*TASKS TO CARRY OUT*
a: Repeat the commentary, starting with "Even more troubling" and going on through "a statistician's nightmare.", but swap "copyright issue" for "licensing question".
b: Answer these questions from the commentary:
(i) According to the commentary, what does the Holy Triune God retain the rights to?
(ii) What percentage of "soul-winning" congregations does the commentary mention identifying?
(iii) Whose books does the commentary name?

-- Start EXTRACT PROVIDED --

Even more troubling and difficult is the copyright issue. I've not yet contacted CPH to get the definitive answer, but I'm given to understand that the Holy Triune God retains the rights to procreation as the Author and Giver of life. I was assuming that He'd been forced to give those up, what with a million different forms of birth control, "emergency contraceptive," and abortion on demand. Evidently not. It seems that He is still the one to open and close the womb. This is very frustrating, especially because He appears to be so inconsistent. He keeps opening the wombs of unmarried teenagers, and closing the wombs of faithful loving wives. Oddly enough, the same behavior does not always produce the same results. It is just a statistician's nightmare.
This will sound shocking, I realize, but I'm starting to have my doubts about the whole survey thing, after all. The Commission on Worship probably knows all sorts of things that I don't, but I just can't figure out how to measure the will and workings of God with statistical analyses. Since He is not only the Author and Giver of life, but also the Author and Perfecter of faith, I have to admit that I'm befuddled by the prospect of identifying the top 5 percent of "soul-winning" congregations. And there's still that irksome quality vs. quantity thing. I mean, it really would be so much easier to conclude that having more people indicates a better something-or-other. Yet, it strikes me that smaller congregations are sometimes more faithful (sometimes not), while larger congregations are sometimes more heterodox (and sometimes not). I do assume that faithfulness is still the Church's calling and aim, rather than outward "success." Otherwise, I suppose we ought to all be reading Joel Osteen's books and forget about theology altogether.

-- End EXTRACT PROVIDED --
-- Start DATA EXCERPT --

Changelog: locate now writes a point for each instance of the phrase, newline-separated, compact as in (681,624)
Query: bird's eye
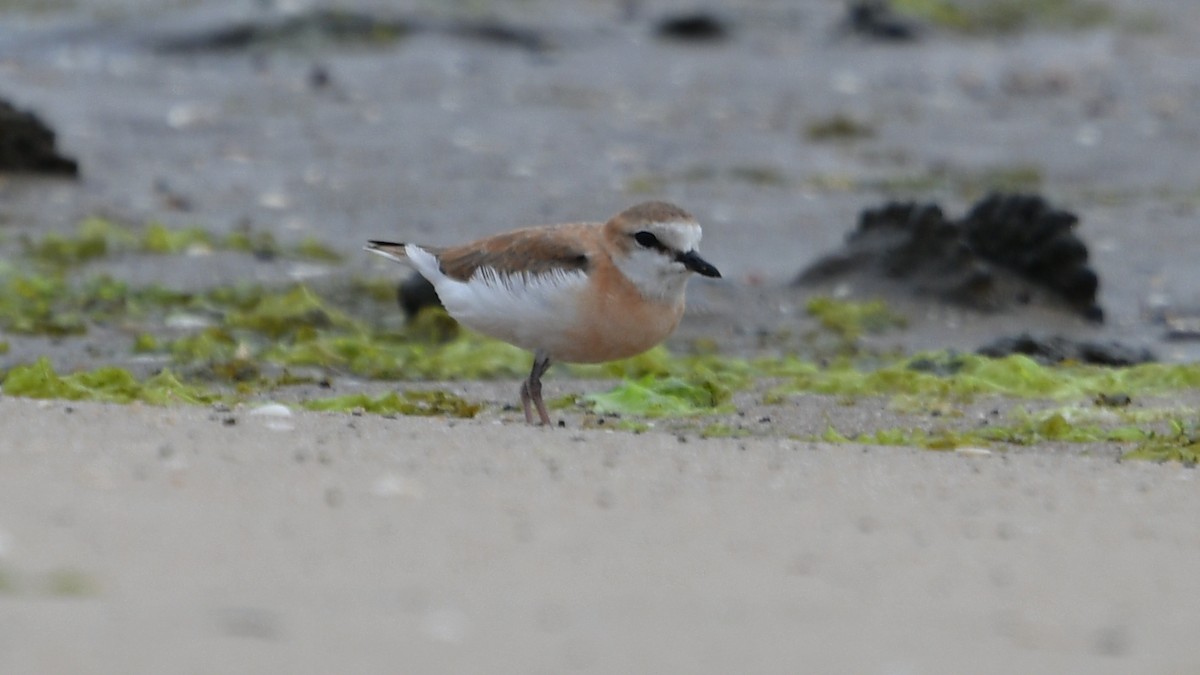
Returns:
(647,239)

-- End DATA EXCERPT --

*TASK-BY-TASK SOLUTIONS*
a:
Even more troubling and difficult is the licensing question. I've not yet contacted CPH to get the definitive answer, but I'm given to understand that the Holy Triune God retains the rights to procreation as the Author and Giver of life. I was assuming that He'd been forced to give those up, what with a million different forms of birth control, "emergency contraceptive," and abortion on demand. Evidently not. It seems that He is still the one to open and close the womb. This is very frustrating, especially because He appears to be so inconsistent. He keeps opening the wombs of unmarried teenagers, and closing the wombs of faithful loving wives. Oddly enough, the same behavior does not always produce the same results. It is just a statistician's nightmare.

b:
(i) Procreation.
(ii) The top 5 percent.
(iii) Joel Osteen's.